Problem
After locating the line with "Pinpoint each fuel pump." in the entries below, set down exactly that line and each one after it to the end, skipping pictures.
= = = =
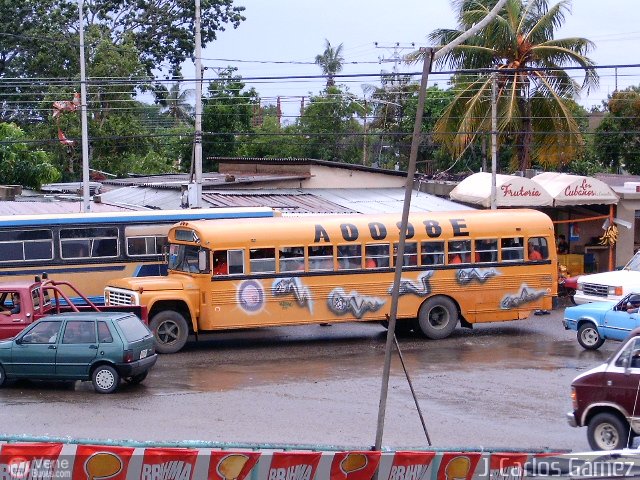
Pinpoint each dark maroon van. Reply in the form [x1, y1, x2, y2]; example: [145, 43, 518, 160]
[568, 327, 640, 450]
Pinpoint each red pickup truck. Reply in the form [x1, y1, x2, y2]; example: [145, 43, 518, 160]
[0, 275, 147, 340]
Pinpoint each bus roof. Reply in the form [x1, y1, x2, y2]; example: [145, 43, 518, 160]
[0, 207, 276, 228]
[170, 209, 554, 248]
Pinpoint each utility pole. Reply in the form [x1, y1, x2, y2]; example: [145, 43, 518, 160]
[190, 0, 203, 208]
[490, 74, 498, 210]
[77, 0, 91, 213]
[362, 99, 367, 165]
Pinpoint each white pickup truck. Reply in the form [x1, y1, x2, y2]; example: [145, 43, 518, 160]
[574, 251, 640, 304]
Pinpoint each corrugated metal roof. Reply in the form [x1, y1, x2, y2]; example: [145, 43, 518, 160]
[101, 172, 307, 190]
[0, 201, 142, 216]
[202, 192, 355, 214]
[96, 186, 473, 215]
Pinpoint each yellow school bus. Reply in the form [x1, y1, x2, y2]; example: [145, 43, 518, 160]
[105, 209, 557, 353]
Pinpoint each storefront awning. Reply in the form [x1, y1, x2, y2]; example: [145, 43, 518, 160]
[449, 172, 553, 207]
[530, 172, 619, 206]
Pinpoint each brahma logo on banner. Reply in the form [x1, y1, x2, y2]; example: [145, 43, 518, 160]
[383, 451, 436, 480]
[72, 445, 135, 480]
[0, 443, 63, 480]
[267, 452, 321, 480]
[208, 452, 261, 480]
[140, 448, 198, 480]
[329, 451, 380, 480]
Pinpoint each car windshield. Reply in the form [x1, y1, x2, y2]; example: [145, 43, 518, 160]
[117, 315, 151, 342]
[624, 251, 640, 271]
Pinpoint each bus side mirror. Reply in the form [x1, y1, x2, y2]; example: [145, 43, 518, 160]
[198, 250, 207, 272]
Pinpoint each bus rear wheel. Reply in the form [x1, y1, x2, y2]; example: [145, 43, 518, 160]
[150, 311, 189, 354]
[417, 296, 458, 340]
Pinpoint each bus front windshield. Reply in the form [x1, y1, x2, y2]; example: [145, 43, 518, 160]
[168, 244, 209, 274]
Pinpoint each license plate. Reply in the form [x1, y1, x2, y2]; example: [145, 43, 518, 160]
[140, 349, 148, 359]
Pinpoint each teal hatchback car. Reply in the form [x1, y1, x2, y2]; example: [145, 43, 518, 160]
[0, 312, 157, 393]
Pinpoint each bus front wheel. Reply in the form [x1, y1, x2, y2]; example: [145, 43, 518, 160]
[150, 311, 189, 354]
[417, 297, 458, 340]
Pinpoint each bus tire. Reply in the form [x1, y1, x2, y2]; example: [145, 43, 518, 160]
[417, 296, 458, 340]
[577, 323, 604, 350]
[150, 310, 189, 354]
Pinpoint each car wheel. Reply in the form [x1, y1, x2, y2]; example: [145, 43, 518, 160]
[417, 296, 458, 340]
[0, 364, 5, 387]
[92, 365, 120, 394]
[150, 310, 189, 354]
[578, 323, 605, 350]
[124, 371, 148, 385]
[587, 412, 630, 450]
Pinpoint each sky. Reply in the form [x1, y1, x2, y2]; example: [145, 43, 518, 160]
[185, 0, 640, 119]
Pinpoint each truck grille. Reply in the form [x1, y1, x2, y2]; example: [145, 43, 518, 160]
[106, 289, 135, 305]
[581, 283, 609, 298]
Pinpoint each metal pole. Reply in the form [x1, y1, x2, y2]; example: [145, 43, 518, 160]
[362, 100, 367, 165]
[374, 47, 433, 451]
[192, 0, 203, 208]
[77, 0, 91, 213]
[490, 74, 498, 210]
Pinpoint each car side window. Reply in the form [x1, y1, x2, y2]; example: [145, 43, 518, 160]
[62, 321, 97, 344]
[615, 339, 639, 368]
[98, 321, 114, 343]
[21, 321, 61, 344]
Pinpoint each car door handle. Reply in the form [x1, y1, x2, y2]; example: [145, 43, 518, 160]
[607, 380, 613, 386]
[90, 344, 98, 349]
[11, 319, 22, 322]
[48, 345, 56, 350]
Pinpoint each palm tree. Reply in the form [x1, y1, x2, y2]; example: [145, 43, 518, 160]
[157, 82, 195, 125]
[417, 0, 598, 172]
[315, 39, 345, 88]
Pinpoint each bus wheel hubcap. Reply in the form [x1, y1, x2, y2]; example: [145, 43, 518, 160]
[157, 321, 179, 343]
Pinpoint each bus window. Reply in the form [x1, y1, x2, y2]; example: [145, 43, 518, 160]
[0, 230, 53, 262]
[475, 239, 498, 263]
[127, 236, 167, 256]
[228, 249, 245, 275]
[309, 245, 334, 271]
[448, 240, 471, 264]
[528, 237, 549, 260]
[213, 251, 228, 276]
[501, 237, 524, 262]
[61, 227, 118, 259]
[250, 248, 276, 273]
[337, 245, 361, 270]
[279, 247, 305, 272]
[420, 241, 444, 266]
[393, 242, 418, 267]
[366, 244, 390, 268]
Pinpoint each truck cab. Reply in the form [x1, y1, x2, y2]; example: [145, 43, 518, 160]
[568, 327, 640, 450]
[575, 251, 640, 305]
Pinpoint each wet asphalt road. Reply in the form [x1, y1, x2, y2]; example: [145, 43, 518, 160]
[0, 303, 617, 452]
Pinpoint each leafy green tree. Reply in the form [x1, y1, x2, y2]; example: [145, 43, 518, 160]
[155, 81, 195, 126]
[315, 40, 345, 88]
[201, 68, 260, 169]
[419, 0, 598, 172]
[0, 0, 245, 78]
[297, 86, 362, 163]
[0, 123, 60, 188]
[594, 87, 640, 174]
[237, 106, 304, 159]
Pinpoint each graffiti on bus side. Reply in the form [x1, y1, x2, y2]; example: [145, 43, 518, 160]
[456, 267, 500, 285]
[500, 284, 546, 310]
[328, 287, 385, 318]
[388, 271, 434, 297]
[271, 277, 314, 314]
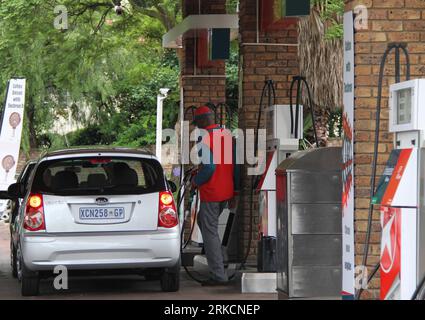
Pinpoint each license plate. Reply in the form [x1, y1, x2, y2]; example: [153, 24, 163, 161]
[79, 207, 125, 220]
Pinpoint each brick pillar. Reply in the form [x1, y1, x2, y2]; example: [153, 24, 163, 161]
[345, 0, 425, 299]
[181, 0, 227, 115]
[238, 0, 299, 261]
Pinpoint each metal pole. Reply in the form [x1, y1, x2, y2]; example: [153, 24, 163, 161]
[156, 89, 170, 163]
[156, 95, 164, 163]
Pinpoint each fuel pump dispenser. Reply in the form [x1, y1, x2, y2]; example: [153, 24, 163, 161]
[354, 43, 420, 300]
[243, 77, 322, 293]
[256, 76, 320, 272]
[256, 103, 303, 272]
[241, 80, 303, 293]
[372, 79, 425, 300]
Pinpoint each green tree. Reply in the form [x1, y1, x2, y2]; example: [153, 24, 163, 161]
[313, 0, 344, 39]
[0, 0, 182, 151]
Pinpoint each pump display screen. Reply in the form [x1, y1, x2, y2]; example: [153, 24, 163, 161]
[397, 88, 412, 125]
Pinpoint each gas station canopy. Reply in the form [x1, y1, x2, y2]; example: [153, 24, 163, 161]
[162, 14, 239, 49]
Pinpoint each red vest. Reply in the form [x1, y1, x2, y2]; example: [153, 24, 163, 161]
[199, 126, 234, 202]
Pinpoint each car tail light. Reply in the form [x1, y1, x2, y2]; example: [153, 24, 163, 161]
[158, 191, 178, 228]
[24, 194, 45, 232]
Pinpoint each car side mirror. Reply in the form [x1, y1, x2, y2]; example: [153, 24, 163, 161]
[168, 180, 177, 193]
[7, 183, 25, 199]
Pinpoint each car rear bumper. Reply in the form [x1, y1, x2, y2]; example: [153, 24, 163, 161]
[21, 228, 181, 271]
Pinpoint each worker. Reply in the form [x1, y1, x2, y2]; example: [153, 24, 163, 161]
[192, 105, 239, 287]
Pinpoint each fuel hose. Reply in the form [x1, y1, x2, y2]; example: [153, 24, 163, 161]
[289, 76, 320, 147]
[242, 80, 276, 269]
[214, 102, 233, 129]
[178, 170, 239, 284]
[356, 43, 410, 300]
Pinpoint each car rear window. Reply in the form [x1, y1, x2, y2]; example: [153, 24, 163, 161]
[31, 157, 167, 196]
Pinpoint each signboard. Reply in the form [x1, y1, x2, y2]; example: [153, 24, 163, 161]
[209, 28, 230, 61]
[0, 78, 26, 191]
[342, 12, 355, 299]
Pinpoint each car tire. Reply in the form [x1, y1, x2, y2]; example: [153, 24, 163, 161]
[17, 245, 40, 297]
[21, 274, 40, 297]
[10, 245, 18, 279]
[160, 260, 180, 292]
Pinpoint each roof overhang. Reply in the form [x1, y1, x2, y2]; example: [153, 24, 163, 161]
[162, 14, 239, 49]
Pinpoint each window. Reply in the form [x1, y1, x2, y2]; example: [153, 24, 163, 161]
[397, 88, 412, 125]
[31, 157, 166, 196]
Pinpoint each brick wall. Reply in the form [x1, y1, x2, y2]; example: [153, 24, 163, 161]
[238, 0, 299, 261]
[344, 0, 425, 299]
[182, 0, 227, 113]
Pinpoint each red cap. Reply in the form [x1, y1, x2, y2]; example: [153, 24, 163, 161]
[194, 106, 214, 119]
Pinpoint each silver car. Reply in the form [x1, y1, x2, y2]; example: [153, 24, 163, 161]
[7, 148, 180, 296]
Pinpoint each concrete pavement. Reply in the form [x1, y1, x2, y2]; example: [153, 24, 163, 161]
[0, 221, 276, 300]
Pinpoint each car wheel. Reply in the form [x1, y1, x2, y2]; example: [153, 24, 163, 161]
[21, 273, 40, 297]
[160, 260, 180, 292]
[10, 244, 17, 278]
[17, 245, 39, 297]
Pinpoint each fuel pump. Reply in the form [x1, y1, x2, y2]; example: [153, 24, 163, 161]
[355, 43, 415, 300]
[241, 77, 321, 293]
[256, 87, 303, 272]
[255, 76, 319, 272]
[372, 79, 425, 300]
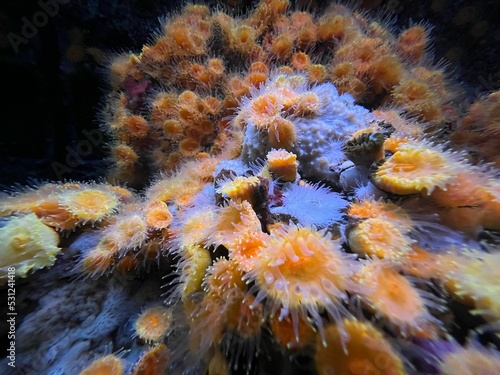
= = = =
Answer for this exercise
Pinpoint each fuel pump. Reply in the form [x1, y1, x2, y2]; example: [153, 24, 163, 161]
[355, 43, 415, 300]
[241, 77, 321, 293]
[256, 87, 303, 272]
[255, 76, 319, 272]
[372, 79, 425, 300]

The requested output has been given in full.